* [LO QUE SE PIDE]:
Traduzca al inglés esta oración del fragmento seleccionado: "Las apariciones simultáneas de Proceso y UnomásUno tuvieron una misma causa: el golpe que dio un cínico y megalómano (Luis Echeverría) al Excelsior dirigido por el mismo Scherer."

* [FRAGMENTO SELECCIONADO]:
■ ■ ■

Sueño de una mañana de domingo en El Molino

Texto escrito el 13 de junio de 2006

La cosa es que el domingo no participé de la euforia nacional ni de su posterior alegría. Preferí esconderme en El Molino, donde desayuné con unos huevos rancheros en salsa verde, un jugo de tomate natural y un café exquisito. Mientras, leí el número 1 de Proceso (6 de noviembre de 1976), edición que acaba de ser relanzada de forma facsimilar para celebrar los treinta años de la revista fundada por don Julio Scherer.

A mis recién cumplidos 21 años, Proceso se convirtió en guía indispensable para comprender la realidad que se me venía encima (antes, al final de mi adolescencia, los artículos de Manuel Buendía en el Excelsior fueron los que me enseñaron a oler la pestilencia de Dinamarca). Y a ese entendimiento contribuyó también, por supuesto, el UnomásUno, diario fundado por Manuel Becerra Acosta (1932-2000) que surgió ocho días después, el 14 de noviembre de 1976.

Las apariciones simultáneas de Proceso y UnomásUno tuvieron una misma causa: el golpe que dio un cínico y megalómano (Luis Echeverría) al Excelsior dirigido por el mismo Scherer. Es, precisamente, en el número uno de Proceso donde Daniel Cosío Villegas narra una cena en su casa, donde el Señor Presidente le pide a Octavio Paz que le explique cómo, después de servir al gobierno largos años, se había separado de él para criticarlo. "La cola de la pregunta era visible, pues todo el mundo estaba enterado de que Octavio se separó del Servicio Exterior al producirse la matanza de Tlaltelolco. Por fortuna, Paz se mantuvo sereno":

Todos nosotros –dijo el poeta- fuimos educados gratuitamente en las escuelas públicas del país; por consiguiente, salimos de ellas con la noción de que debíamos pagarle a la Nación esa deuda, y como la Nación se identifica con el gobierno, lo servimos. Puede llegar un momento, sin embargo, en que su conducta haga aparecer al gobierno como representante o defensor de otros intereses que no son propiamente los nacionales, y entonces, se separa uno de él.

Entre 1977 y 1981, asistí a la Facultad de Filosofía y Letras de la UNAM siempre con mi UnomásUno bajo el brazo. Me compraba una torta de salchicha con mucha mayonesa y me sentaba en las islas a leer a Héctor Gally, a Hugo Hiriart, a Miguel Ángel Granados Chapa, a Fernando Benítez… ¡no me acuerdo de todos! Combinaba la lectura del periódico con la de los libros que recomendaban nuestros maestros Huberto Bátiz, Salvador Elizondo, Juan José Arreola, Germán Dehesa, Hernán Lavín Cerda, José Moreno de Alba

Años más tarde, en 1984, la mejor parte del UnomásUno abandonó esa empresa periodística y fundó La Jornada, que desde entonces y hasta la fecha es mi periódico de cabecera y con el que mejor me entiendo (tuve siempre, desde la fundación del diario, el "número 0" de La Jornada, entregado en el Hotel de México el día de la primera reunión en busca de accionistas; pero ese ejemplar -una hoja- se encuentra enterrado, en la tumba de mi difunta esposa).

■ ■ ■

* [ENTRADAS]:
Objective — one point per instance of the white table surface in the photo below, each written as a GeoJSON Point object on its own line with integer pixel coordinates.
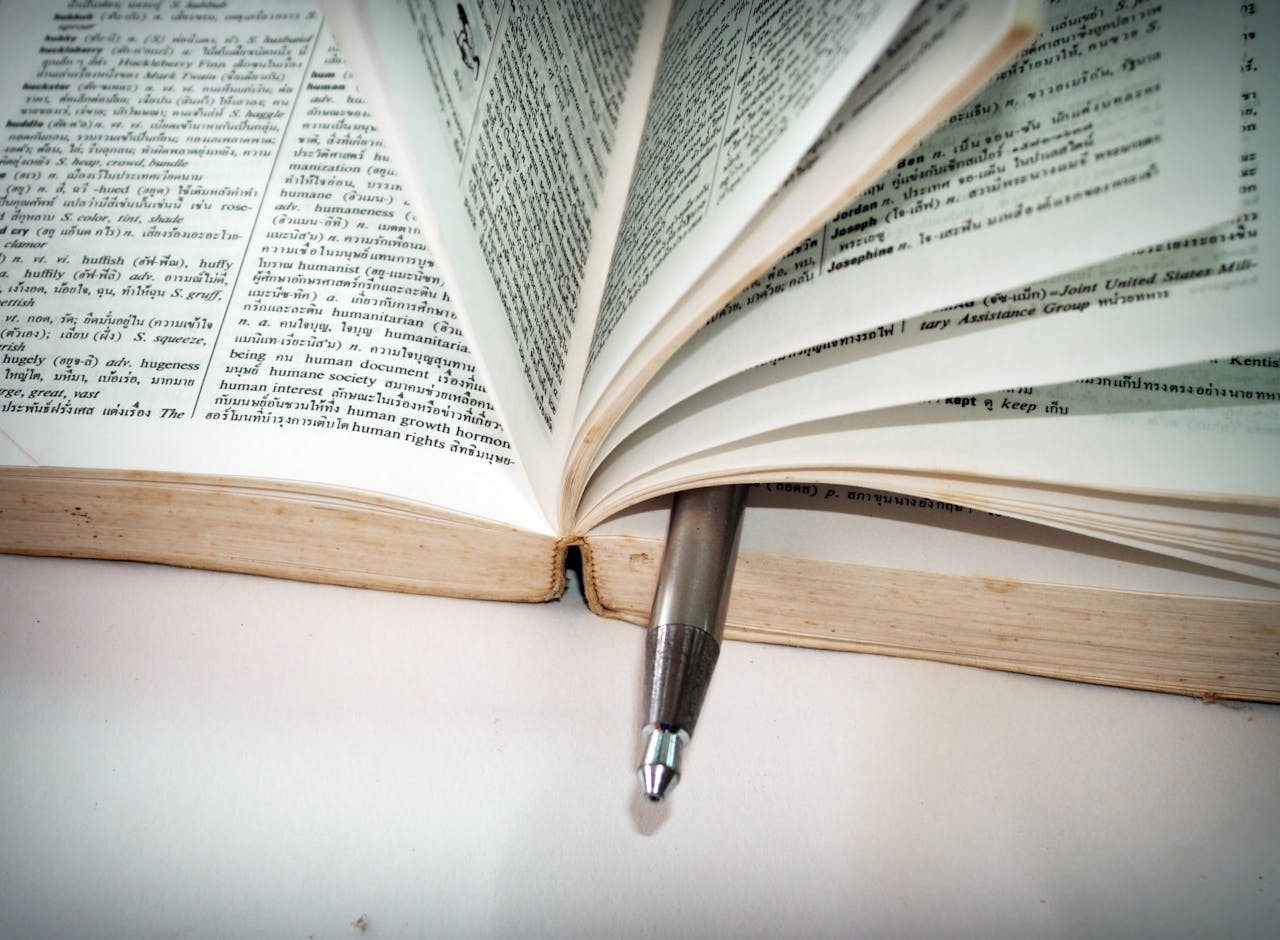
{"type": "Point", "coordinates": [199, 754]}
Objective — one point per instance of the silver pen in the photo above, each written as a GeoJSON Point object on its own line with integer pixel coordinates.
{"type": "Point", "coordinates": [686, 625]}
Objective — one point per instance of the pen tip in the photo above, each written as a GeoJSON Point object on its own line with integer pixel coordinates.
{"type": "Point", "coordinates": [657, 780]}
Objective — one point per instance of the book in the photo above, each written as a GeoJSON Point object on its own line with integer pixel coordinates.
{"type": "Point", "coordinates": [978, 296]}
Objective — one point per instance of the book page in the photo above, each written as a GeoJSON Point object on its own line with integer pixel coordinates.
{"type": "Point", "coordinates": [743, 91]}
{"type": "Point", "coordinates": [1208, 432]}
{"type": "Point", "coordinates": [513, 124]}
{"type": "Point", "coordinates": [1114, 132]}
{"type": "Point", "coordinates": [858, 525]}
{"type": "Point", "coordinates": [942, 55]}
{"type": "Point", "coordinates": [209, 267]}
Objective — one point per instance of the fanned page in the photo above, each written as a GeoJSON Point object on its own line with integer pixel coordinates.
{"type": "Point", "coordinates": [1179, 461]}
{"type": "Point", "coordinates": [743, 91]}
{"type": "Point", "coordinates": [896, 532]}
{"type": "Point", "coordinates": [1073, 155]}
{"type": "Point", "coordinates": [941, 56]}
{"type": "Point", "coordinates": [516, 127]}
{"type": "Point", "coordinates": [209, 268]}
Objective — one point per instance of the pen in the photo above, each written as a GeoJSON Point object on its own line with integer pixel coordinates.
{"type": "Point", "coordinates": [686, 625]}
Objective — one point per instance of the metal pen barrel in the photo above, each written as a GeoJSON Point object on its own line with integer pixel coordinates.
{"type": "Point", "coordinates": [686, 625]}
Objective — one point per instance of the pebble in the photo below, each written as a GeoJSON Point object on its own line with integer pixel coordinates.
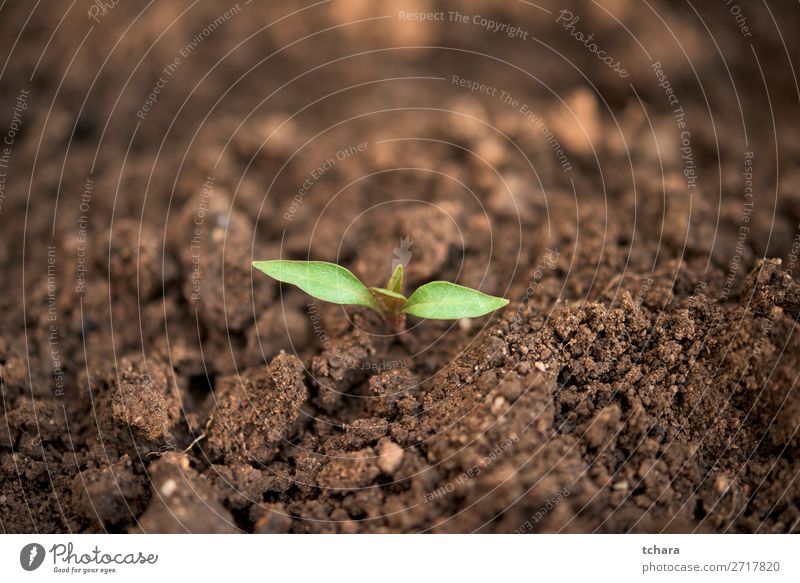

■ ■ ■

* [RESPUESTA DESARROLLADA]:
The simultaneous appearances of Proceso and UnomásUno had one and the same cause: the blow that a cynical megalomaniac (Luis Echeverría) dealt to the Excelsior, run by Scherer himself.